---------- Document

Achieve Career Growth With These 7 Soft Skills

Do you know those colleagues who it seems everyone wants to work with? Maybe they get pulled into collaboration sessions, or your team’s leader frequently consults with them. Heck, maybe it just seems like the whole company just loves them. This could be because they’re the nicest person in the world, or it might be because they’ve mastered a certain set of soft skills. Are you wondering what exactly soft skills are and why they’re so important in terms of your ability to achieve career growth? If so, keep reading to find out!

What are Soft Skills and How Do They Help Achieve Career Growth?

Soft skills are a combination of people skills, social graces, effective communication, sound emotional intelligence, and personality traits. Individuals who have refined the right soft skills are easy to get along with and work in harmony with others.

While it is possible to learn soft skills, doing so isn’t as straightforward as mastering hard skills. However, it is vital to have a healthy balance of soft and hard skills to achieve career growth.

Hard skills are quantifiable and advanced. You can learn advanced maths or writing skills, and you can improve at writing code. But when it comes to soft skills – things like small talk, empathy, and flexibility – it’s not as straightforward.

Achieve Career Growth - Soft Skills

This doesn’t mean soft skills aren’t a worthwhile investment or that you shouldn’t refine your soft skill set. Think about it this way, you need hard skills to land a job, but you will achieve career growth via your soft skills.

On that note, here are 7 of the most meaning full skills that will help you achieve career growth.

7 Vital Soft Skills You Need to Achieve Career Growth

Emotional Intelligence

Emotional intelligence is the ability to recognize and manage your emotions and the emotions of others. There are five key elements to emotional intelligence:

  1. Self-Awareness
  2. Self-Regulation
  3. Motivation
  4. Empathy
  5. Social Skill
Emotional Intelligence

There are a few key abilities when it comes to emotional intelligence and achieving career growth in the workplace.

  • Can you recognize and regulate your emotions and reactions in the workplace?
  • Are you able to build rapport and meaningful relationships with your colleagues?
  • Can you empathize with others?
  • Can you give (and receive) effective and constructive feedback?

It may not seem like the most critical skill set for your career, but in many cases, it is. In an analysis of new employees who fell short of expectations during the first 18 months on the job, 23% failed due to sub-par emotional intelligence. If you’re curious about your emotional intelligence, then you should check out this quiz from Harvard Business Review.

--------------------
---------- Data records

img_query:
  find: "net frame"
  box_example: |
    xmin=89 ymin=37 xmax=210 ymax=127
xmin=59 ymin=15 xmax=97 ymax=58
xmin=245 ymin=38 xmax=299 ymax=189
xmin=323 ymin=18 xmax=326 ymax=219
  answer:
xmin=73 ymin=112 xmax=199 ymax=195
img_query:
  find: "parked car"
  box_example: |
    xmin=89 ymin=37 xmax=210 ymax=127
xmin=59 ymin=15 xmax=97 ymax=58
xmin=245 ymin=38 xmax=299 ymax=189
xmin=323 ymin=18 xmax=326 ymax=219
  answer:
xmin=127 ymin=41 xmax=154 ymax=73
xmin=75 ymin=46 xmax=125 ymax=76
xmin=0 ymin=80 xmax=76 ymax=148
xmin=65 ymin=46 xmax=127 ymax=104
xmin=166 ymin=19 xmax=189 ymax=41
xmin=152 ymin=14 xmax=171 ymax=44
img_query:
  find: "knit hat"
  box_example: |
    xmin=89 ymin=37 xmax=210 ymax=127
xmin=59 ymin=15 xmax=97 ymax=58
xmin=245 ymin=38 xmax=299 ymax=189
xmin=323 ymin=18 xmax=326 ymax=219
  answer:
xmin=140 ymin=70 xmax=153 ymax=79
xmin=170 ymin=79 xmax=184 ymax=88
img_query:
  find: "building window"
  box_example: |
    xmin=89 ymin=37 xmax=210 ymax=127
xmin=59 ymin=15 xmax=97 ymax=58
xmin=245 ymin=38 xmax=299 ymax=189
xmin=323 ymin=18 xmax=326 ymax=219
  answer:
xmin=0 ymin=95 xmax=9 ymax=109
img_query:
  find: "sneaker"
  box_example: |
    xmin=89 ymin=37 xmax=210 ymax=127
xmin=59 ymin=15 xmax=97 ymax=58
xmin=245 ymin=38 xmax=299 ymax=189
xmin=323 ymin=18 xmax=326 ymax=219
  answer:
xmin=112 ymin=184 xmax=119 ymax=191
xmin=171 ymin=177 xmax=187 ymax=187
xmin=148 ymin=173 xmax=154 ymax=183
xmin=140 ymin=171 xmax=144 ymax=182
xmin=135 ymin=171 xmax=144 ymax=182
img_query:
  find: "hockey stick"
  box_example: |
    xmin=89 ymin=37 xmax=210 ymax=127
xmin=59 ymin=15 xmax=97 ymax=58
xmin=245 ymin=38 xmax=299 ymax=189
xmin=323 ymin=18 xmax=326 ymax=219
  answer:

--------------------

Problem 1
According to the soft skills article, what percentage of new employees who fell short of expectations in their first 18 months failed because of sub-par emotional intelligence?
Problem 2
Rewrite the soft skills article from "What are Soft" to "harmony with others.", swapping "harmony" for "cooperation".
Problem 3
For each statement, say whether the soft skills article supports it, and quote the words that decide it. (a) Emotional intelligence has five key elements. (b) Soft skills are as straightforward to learn as hard skills. (c) Hard skills are needed to land a job.

Written response 1
23%

Written response 2
What are Soft Skills and How Do They Help Achieve Career Growth?

Soft skills are a combination of people skills, social graces, effective communication, sound emotional intelligence, and personality traits. Individuals who have refined the right soft skills are easy to get along with and work in cooperation with others.

Written response 3
(a) Yes: "There are five key elements to emotional intelligence"
(b) No: "doing so isn’t as straightforward as mastering hard skills"
(c) Yes: "you need hard skills to land a job"